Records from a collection
------------------------------------------------------------------------

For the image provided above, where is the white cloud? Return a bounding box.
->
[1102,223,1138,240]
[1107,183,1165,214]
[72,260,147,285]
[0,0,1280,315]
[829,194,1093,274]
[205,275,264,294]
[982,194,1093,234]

------------------------------------------------------------------------

Task brief:
Scale the coordinates in the material above. Write out every line again, request included, with each bounding-box coordinate in the answers multiplied by 2.2 and rounded to a whole number (halves round up).

Solved problem:
For the image provided above, where is the white cloud? Return a bounding box.
->
[2424,491,2504,528]
[2435,403,2563,471]
[158,572,323,627]
[0,0,2816,693]
[1824,427,2405,603]
[451,605,581,647]
[2160,427,2405,515]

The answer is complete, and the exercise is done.